---------- TASK INPUT
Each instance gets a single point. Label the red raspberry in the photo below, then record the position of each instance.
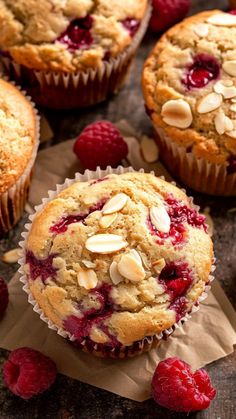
(175, 387)
(168, 12)
(100, 144)
(3, 297)
(28, 372)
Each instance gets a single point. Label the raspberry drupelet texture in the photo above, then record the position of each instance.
(103, 274)
(4, 297)
(28, 372)
(100, 144)
(177, 388)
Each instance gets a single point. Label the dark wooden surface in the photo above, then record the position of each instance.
(71, 399)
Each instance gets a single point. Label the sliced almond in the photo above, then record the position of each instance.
(107, 220)
(105, 243)
(222, 87)
(223, 123)
(115, 204)
(136, 255)
(88, 264)
(160, 218)
(222, 19)
(11, 256)
(130, 268)
(201, 29)
(158, 265)
(177, 113)
(149, 149)
(209, 103)
(230, 67)
(87, 278)
(116, 277)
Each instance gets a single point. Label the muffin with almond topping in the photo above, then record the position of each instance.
(189, 86)
(71, 54)
(114, 263)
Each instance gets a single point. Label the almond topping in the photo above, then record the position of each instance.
(87, 278)
(177, 113)
(149, 149)
(209, 103)
(114, 273)
(222, 19)
(105, 243)
(107, 220)
(130, 268)
(160, 219)
(11, 256)
(115, 204)
(222, 87)
(230, 67)
(223, 123)
(201, 29)
(158, 265)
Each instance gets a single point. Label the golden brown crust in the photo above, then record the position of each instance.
(162, 78)
(29, 31)
(17, 134)
(142, 307)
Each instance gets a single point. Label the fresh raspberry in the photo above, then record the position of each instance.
(175, 387)
(3, 297)
(100, 144)
(28, 372)
(168, 12)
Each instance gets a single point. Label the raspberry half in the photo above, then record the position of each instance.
(28, 372)
(177, 388)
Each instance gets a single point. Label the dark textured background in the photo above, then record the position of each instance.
(71, 399)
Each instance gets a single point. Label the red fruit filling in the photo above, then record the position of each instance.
(41, 267)
(62, 225)
(78, 34)
(231, 168)
(177, 388)
(204, 69)
(131, 25)
(81, 327)
(179, 214)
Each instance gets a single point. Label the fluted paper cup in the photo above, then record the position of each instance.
(136, 348)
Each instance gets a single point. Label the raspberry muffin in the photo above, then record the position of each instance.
(70, 54)
(114, 263)
(189, 86)
(18, 148)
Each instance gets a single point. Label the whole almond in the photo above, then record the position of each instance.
(105, 243)
(115, 204)
(160, 218)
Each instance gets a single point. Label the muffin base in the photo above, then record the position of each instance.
(137, 348)
(196, 173)
(60, 90)
(12, 202)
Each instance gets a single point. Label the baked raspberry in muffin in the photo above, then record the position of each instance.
(115, 262)
(18, 147)
(189, 86)
(68, 53)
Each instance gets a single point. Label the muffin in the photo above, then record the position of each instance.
(71, 54)
(18, 148)
(189, 87)
(114, 263)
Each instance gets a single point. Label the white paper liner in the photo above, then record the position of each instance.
(16, 196)
(197, 173)
(148, 342)
(114, 68)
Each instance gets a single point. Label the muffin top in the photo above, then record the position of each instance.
(67, 35)
(18, 134)
(114, 260)
(189, 85)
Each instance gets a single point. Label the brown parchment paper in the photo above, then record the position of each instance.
(208, 336)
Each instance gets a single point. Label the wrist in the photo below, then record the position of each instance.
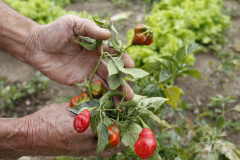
(15, 138)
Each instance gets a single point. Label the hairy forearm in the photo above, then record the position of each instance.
(36, 134)
(15, 32)
(14, 138)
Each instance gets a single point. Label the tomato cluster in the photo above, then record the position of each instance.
(146, 145)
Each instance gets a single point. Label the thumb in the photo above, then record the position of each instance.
(87, 28)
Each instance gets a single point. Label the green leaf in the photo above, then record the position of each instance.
(107, 121)
(102, 138)
(85, 80)
(88, 46)
(237, 108)
(116, 43)
(170, 59)
(128, 104)
(115, 80)
(220, 122)
(113, 65)
(98, 22)
(135, 72)
(177, 158)
(155, 156)
(159, 121)
(193, 72)
(87, 39)
(154, 102)
(173, 95)
(237, 152)
(95, 120)
(194, 156)
(62, 99)
(114, 29)
(137, 98)
(181, 55)
(130, 133)
(165, 75)
(107, 101)
(191, 48)
(88, 104)
(80, 84)
(151, 90)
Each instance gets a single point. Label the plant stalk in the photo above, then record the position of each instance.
(90, 82)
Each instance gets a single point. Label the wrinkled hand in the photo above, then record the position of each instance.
(57, 56)
(53, 134)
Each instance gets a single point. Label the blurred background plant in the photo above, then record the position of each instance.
(177, 22)
(15, 91)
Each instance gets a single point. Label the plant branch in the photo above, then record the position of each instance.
(90, 82)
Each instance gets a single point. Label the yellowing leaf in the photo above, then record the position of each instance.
(173, 95)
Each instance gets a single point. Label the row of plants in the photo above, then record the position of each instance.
(10, 92)
(43, 11)
(177, 22)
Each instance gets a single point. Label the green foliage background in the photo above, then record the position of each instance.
(177, 22)
(43, 11)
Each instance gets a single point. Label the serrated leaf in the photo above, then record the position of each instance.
(98, 22)
(155, 156)
(113, 65)
(107, 121)
(147, 102)
(102, 138)
(151, 90)
(115, 80)
(135, 72)
(137, 98)
(62, 99)
(194, 156)
(115, 43)
(107, 101)
(88, 104)
(181, 55)
(128, 104)
(131, 134)
(159, 121)
(237, 108)
(88, 46)
(87, 39)
(237, 152)
(191, 48)
(80, 84)
(173, 95)
(165, 75)
(220, 122)
(152, 67)
(114, 29)
(85, 80)
(193, 72)
(170, 59)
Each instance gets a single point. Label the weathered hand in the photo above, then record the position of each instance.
(51, 132)
(57, 56)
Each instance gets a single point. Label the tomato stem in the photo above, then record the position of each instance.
(144, 124)
(128, 47)
(90, 82)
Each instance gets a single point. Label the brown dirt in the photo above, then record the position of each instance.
(197, 91)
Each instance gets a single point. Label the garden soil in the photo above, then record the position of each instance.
(198, 91)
--------------------
» **DESCRIPTION OF THE TASK**: Give the listing again exactly, minus its images.

» **EXERCISE RESULT**:
Each instance gets a single point. Label the red raspberry in the photo below, then record the position of each instance.
(175, 387)
(168, 12)
(100, 144)
(3, 297)
(28, 372)
Each instance gets a single point. Label the raspberry drupelet texture in the photo above, then record the position of each instance.
(103, 274)
(4, 297)
(28, 372)
(100, 144)
(177, 388)
Each instance gets a single point. Label the dark wooden surface in the photo above, then record the position of each instance.
(71, 399)
Each instance gets a single point. Label the sliced almond in the photo above, then record the position of each instance.
(107, 220)
(105, 243)
(222, 87)
(223, 123)
(115, 204)
(136, 255)
(88, 264)
(160, 218)
(222, 19)
(11, 256)
(130, 268)
(201, 29)
(158, 265)
(177, 113)
(149, 149)
(209, 103)
(230, 67)
(87, 278)
(116, 277)
Each instance gets a single point. Label the muffin with almond topping in the photo above, then record the position of each instance.
(189, 86)
(71, 54)
(114, 263)
Each instance gets a single point. Label the almond topping in the photo above, then record the position of each instance.
(87, 278)
(177, 113)
(149, 149)
(209, 103)
(114, 273)
(222, 19)
(105, 243)
(107, 220)
(130, 268)
(160, 219)
(11, 256)
(115, 204)
(222, 87)
(230, 67)
(223, 123)
(201, 29)
(158, 265)
Each instance gets a single point. Label the golden brown crust in the photo above, then record the position of each instance.
(162, 78)
(29, 31)
(17, 134)
(142, 307)
Each instance gets a single point. Label the fresh raspberry in the photo above, then record the position of each instance.
(175, 387)
(3, 297)
(100, 144)
(28, 372)
(168, 12)
Each instance gets a single point. Label the raspberry half in the photo above, then record the position of each instance.
(28, 372)
(177, 388)
Each instance gets a single point. Label the dark textured background in the photo above, then record the position of each instance.
(71, 399)
Each instance gets a single point. Label the red fruit filling in the photo above, then record the position of each instance.
(41, 267)
(62, 225)
(78, 34)
(231, 168)
(177, 388)
(204, 69)
(131, 25)
(81, 327)
(179, 214)
Each instance gets a single point. Label the fluted paper cup in the photo above, then record the position of each instance.
(136, 348)
Each instance gets a single point. Label the raspberry muffin in the photo above, then record the position of each instance.
(70, 54)
(114, 263)
(189, 86)
(18, 148)
Each instance gets a single point. Label the whole almond in the photo above, then record the position of each instance.
(105, 243)
(115, 204)
(160, 218)
Each instance gets a single point. Label the muffin base in the photo above, then record the position of each instance.
(137, 348)
(196, 173)
(60, 90)
(12, 202)
Each instance gets a single point. Label the baked raspberry in muffin in the photo above, then record the position of each instance.
(115, 262)
(18, 147)
(189, 86)
(68, 53)
Each instance gets a single point. Label the muffin in the photo above, then record the position of each instance.
(71, 54)
(18, 148)
(189, 87)
(114, 263)
Each instance gets a single point. Label the white paper liner in the photo above, then record the position of each instance.
(16, 196)
(197, 173)
(148, 342)
(114, 68)
Each instance gets a single point. Label the muffin top in the photo above, then record the position of each instance.
(67, 35)
(18, 134)
(114, 260)
(189, 85)
Each instance gets a single point. Label the brown parchment paper in the photo above, then record the position of each instance.
(208, 336)
Each instance gets a single point. Label the wrist in the photo below, then record the position of each instance.
(15, 138)
Each instance gets a single point. Label the hairy forearm in the photo above, then record the position of each instance.
(36, 134)
(15, 32)
(14, 138)
Each instance gets a single point. Label the tomato cluster in the photo above, then record the position of each instance.
(146, 145)
Each instance gets a single point. Label the thumb in the photo above, then record the position of each instance.
(87, 28)
Each instance gets a single point. Label the green leaf in the photo above, then record the position of each instance.
(107, 121)
(102, 138)
(85, 80)
(88, 46)
(237, 108)
(116, 43)
(170, 59)
(128, 104)
(115, 80)
(220, 122)
(113, 65)
(98, 22)
(135, 72)
(177, 158)
(155, 156)
(159, 121)
(193, 72)
(87, 39)
(154, 102)
(173, 95)
(237, 152)
(95, 120)
(194, 156)
(62, 99)
(114, 29)
(137, 98)
(181, 55)
(130, 133)
(165, 75)
(107, 101)
(191, 48)
(88, 104)
(80, 84)
(151, 90)
Each instance gets a single point. Label the plant stalk in the photo above, then record the position of each instance.
(90, 82)
Each instance gets a single point. Label the wrinkled hand in the photo above, then record the position of each instance.
(57, 56)
(53, 134)
Each instance gets a single point. Label the blurred background plant in the photo above, then record the position of each instance.
(177, 22)
(15, 91)
Each instance gets a single point. Label the plant branch in the photo above, then record the position of each instance.
(90, 82)
Each instance gets a single point. Label the yellowing leaf in the photo above, then record the position of each instance.
(173, 95)
Each instance gets a single point. Label the row of plants in the photo above, then record the position of each instance.
(10, 92)
(43, 11)
(177, 22)
Each instance gets a single point. Label the green foliage background in the photo above, then record the position of each instance.
(177, 22)
(43, 11)
Each instance gets a single point. Label the serrated leaf in the photo above, then record the position of each instance.
(98, 22)
(155, 156)
(113, 65)
(107, 121)
(147, 102)
(102, 138)
(151, 90)
(115, 80)
(135, 72)
(137, 98)
(62, 99)
(194, 156)
(115, 43)
(107, 101)
(88, 104)
(181, 55)
(128, 104)
(131, 134)
(159, 121)
(237, 108)
(88, 46)
(87, 39)
(237, 152)
(191, 48)
(80, 84)
(173, 95)
(165, 75)
(220, 122)
(152, 67)
(114, 29)
(85, 80)
(193, 72)
(170, 59)
Each instance gets a single point. Label the weathered hand in the photo above, then record the position of each instance.
(51, 132)
(57, 56)
Each instance gets a single point. Label the tomato stem in the photo above, then record the position of each instance.
(144, 124)
(128, 47)
(90, 82)
Each instance gets a single point. Label the brown dirt in the photo above, then record the position of each instance.
(197, 91)
Each instance gets a single point. Label the garden soil in the photo above, then record the position of each instance.
(198, 91)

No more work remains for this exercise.